## Given instruction
Reproduce everything from the line containing "Drop one point per instance of the pot" down to the end of the data, substituting "main trunk" for "tree trunk" and leaving all else unchanged.

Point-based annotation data
◇ ◇ ◇

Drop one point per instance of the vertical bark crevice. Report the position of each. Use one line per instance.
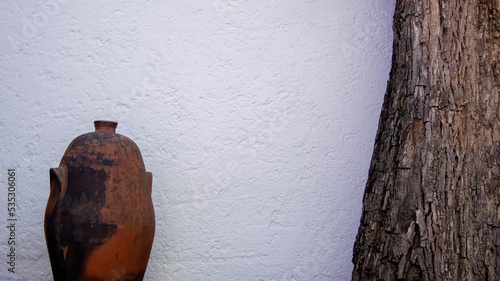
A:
(431, 209)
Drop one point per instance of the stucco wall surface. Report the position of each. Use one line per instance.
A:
(257, 119)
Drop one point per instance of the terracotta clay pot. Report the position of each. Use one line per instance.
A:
(99, 221)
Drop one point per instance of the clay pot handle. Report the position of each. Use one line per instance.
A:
(58, 184)
(150, 181)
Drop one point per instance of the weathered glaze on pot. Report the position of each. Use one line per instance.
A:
(99, 221)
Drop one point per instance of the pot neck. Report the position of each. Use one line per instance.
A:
(105, 126)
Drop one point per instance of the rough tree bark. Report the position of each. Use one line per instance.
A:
(431, 209)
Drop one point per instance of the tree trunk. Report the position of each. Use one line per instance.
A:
(431, 209)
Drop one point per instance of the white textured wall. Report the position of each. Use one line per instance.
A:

◇ ◇ ◇

## Correct result
Drop one point per instance of the pot neck. Report the position of each. Use one line per instance.
A:
(105, 126)
Drop one point per instance of the rough tree bark. Report the position of each. Use one line per instance.
A:
(431, 209)
Drop one point per instance of the main trunk. Report the position of each. Use one line per instance.
A:
(431, 209)
Drop one point per instance of the white textured wall. Report the position of each. Use one line per instance.
A:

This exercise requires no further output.